● **Текст упражнения**
Православное учение о спасении.

Не могли отцы Церкви понимать спасение иначе, как спасение, прежде всего от грехов. „Елисей, говорит св. Иустин Мученик, бросив дерево в реку Иордан, вызвал со дна железный топор, с которым сыны пророческие пришли рубить деревья на постройку дома, чтобы в нем читать и размышлять о законе и повелениях Божьих; так и Христос наш искупил нас, погруженных в тягчайшие грехи, соделанные нами, – чрез Свое распятие на дереве и чрез освящение нас водою и сделал нас домом молитвы и поклонения» [289]. „Мы, говорит св. Иустин, еще будучи преданы блудодеянию и всякому вообще гнусному делу, совлекли в себе благодатью, дарованною нашим Иисусом по воле Отца Его, все нечистое и злое, во что мы были облечены. На нас восстает дьявол, всегда действующий против нас и желающий всех привлечь к себе; но Агнец Божий, т. е. сила Божия, ниспосланная нам чрез Иисуса Христа, запрещает ему, и он удаляется от нас. И мы как будто выхвачены из огня, потому что избавлены и от прежних грехов, и от мучения и пламени, которые готовил нам дьявол и все слуги его и от которых опять избавляет нас Иисус Сын Божий» [290]. Таким образом, св. Иустин не позабывает и последствий греха, но избавление от них представляется ему скорее призраком, последствием спасения, чем его существом и главной целью («опять избавляет»). Сущность же спасения в том, что Господь Иисус Христос даровал нам силу, которою побеждаем прилоги нападающего на нас дьявола и пребываем свободными от своих прежних страстей.

„По действию лукавого, говорит преп. Ефрем Сирин, все изнемогли во зле: повреждение стало столь тяжко и не исцелъно, что ни пророки, ни священники не в силах были совершенно уврачевать язвы. Посему-то (вот причина) Святой Единородный Сын, видя. что все естественно изнемогает во зле (вот сущность бедствия), по воле Отца снисшедши с неба,… пришел благодатью и щедротами уврачевать одержимых разнообразными немощами и словом Своим исцелить все болезни, всех избавил Он от зловония собственных язв их» [291]. Цель спасения и смысл в „избавлении от зловония собственных язв» человека. Я, говорит преп. Ефрем Сирин в другом месте, спасся от множества долгов, от легиона грехов, от тяжких уз неправды и от сетей греха. Спасся от лукавых дел, от тайных беззаконий, от скверны растления, от мерзости заблуждений. Восстал я из этой тины, изник из этого рва, вышел из этой тьмы; уврачуй же, Господи, по неложному обещанию Твоему, все немощи, какие видишь во мне» [292]. В этих словах преп. Ефрем не только выражает сущность спасения со стороны его содержания, но дает понять и самую форму его, способ, каким оно совершается: оно не есть какое-нибудь внешне – судебное или магическое действие, а развитие постепенно совершающееся в человеке действием благодати Божьей, так что могут быть степени искупления. „Совершенный, выражает эту же мысль св. отец, христианин всякую добродетель и все превосходящее природу нашу совершенные плоды духа… производит с услаждением и духовным удовольствием как естественные и обыкновенные, уже без утомления и легко, не борясь более с греховными страстями, как совершенно искупленный Господом» [293].

● **Предоставленный материал**
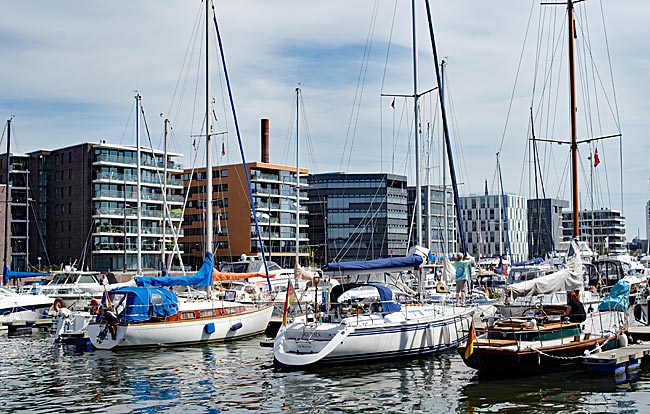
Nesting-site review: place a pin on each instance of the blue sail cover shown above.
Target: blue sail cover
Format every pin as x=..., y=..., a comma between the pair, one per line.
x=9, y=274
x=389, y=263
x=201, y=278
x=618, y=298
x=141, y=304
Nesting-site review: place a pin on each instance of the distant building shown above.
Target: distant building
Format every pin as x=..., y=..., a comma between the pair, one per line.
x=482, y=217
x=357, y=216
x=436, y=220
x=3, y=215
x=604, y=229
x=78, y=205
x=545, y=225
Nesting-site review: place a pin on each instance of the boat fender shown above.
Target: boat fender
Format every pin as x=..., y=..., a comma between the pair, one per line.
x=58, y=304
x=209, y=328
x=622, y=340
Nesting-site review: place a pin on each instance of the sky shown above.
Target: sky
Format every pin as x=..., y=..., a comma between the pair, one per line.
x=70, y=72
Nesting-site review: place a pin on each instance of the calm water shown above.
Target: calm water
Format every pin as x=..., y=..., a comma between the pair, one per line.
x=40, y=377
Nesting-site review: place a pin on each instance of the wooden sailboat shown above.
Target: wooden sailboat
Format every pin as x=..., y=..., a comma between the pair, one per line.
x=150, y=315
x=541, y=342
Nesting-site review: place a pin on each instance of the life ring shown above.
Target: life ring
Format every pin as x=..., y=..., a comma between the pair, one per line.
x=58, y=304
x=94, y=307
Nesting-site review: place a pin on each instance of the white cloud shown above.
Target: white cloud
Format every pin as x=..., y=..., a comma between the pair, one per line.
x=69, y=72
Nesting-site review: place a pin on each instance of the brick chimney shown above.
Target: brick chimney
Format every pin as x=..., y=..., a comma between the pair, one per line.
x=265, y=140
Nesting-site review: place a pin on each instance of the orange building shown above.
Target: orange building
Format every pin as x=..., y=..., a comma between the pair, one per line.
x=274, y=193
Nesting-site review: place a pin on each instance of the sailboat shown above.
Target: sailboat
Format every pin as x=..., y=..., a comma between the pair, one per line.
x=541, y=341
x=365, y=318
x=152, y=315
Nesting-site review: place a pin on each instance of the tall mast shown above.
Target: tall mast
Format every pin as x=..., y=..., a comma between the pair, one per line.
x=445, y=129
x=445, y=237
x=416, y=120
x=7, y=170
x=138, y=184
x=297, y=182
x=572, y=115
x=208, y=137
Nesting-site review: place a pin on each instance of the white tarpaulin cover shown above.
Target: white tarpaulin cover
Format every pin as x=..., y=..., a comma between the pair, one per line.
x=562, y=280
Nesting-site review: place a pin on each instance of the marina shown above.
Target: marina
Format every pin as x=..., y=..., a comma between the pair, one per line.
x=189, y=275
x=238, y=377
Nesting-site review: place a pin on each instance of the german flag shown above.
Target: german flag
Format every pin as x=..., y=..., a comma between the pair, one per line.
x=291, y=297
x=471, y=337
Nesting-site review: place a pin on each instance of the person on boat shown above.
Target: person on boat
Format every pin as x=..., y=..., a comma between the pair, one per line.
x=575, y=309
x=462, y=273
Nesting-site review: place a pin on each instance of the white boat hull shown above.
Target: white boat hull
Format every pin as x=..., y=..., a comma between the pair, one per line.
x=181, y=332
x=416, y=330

---

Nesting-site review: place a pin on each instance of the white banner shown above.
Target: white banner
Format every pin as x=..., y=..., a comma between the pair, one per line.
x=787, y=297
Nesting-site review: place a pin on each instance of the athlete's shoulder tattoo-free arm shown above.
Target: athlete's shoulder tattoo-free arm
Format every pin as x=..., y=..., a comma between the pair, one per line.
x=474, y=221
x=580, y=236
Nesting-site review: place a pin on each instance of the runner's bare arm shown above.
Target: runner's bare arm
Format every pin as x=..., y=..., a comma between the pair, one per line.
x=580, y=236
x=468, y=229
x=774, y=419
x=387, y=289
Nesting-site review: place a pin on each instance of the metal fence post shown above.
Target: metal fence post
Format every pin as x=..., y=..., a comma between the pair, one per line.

● **Список заданий**
1. С каким ветхозаветным событием св. Иустин Мученик сравнивает искупление Христом в тексте о православном учении о спасении?
2. Допишите следующую часть текста о православном учении о спасении, начав сразу после его последнего предложения.

● **Ответы по порядку**
1. С тем, как Елисей, бросив дерево в реку Иордан, вызвал со дна железный топор.

2.
Ту же мысль можно найти в очень ясной форме у св. Афанасия Александрийского. „Поелику, говорит он, естество человеческое, претерпев изменение, оставило правду и возлюбило беззаконие; то Единородный соделался человеком, чтобы в Себе Самом исправив сие, внушить естеству человеческому любить правду и ненавидеть беззаконие. Это и было причиной вочеловечения. Сего ради помаза Тя, Боже». Чего же именно ради? Чтобы возрадовались соделавшиеся Твоими причастниками; как помилованные за то, что научились у тебя любить правду и ненавидеть беззаконие» [294].

Христос называется, по словам св. Григория Богослова, „Избавлением» (I Кор. 1, 30), как освобождающий нас, содержимых под грехом. как давший Себя за нас в искупление, в очистительную жертву за вселенную» [295].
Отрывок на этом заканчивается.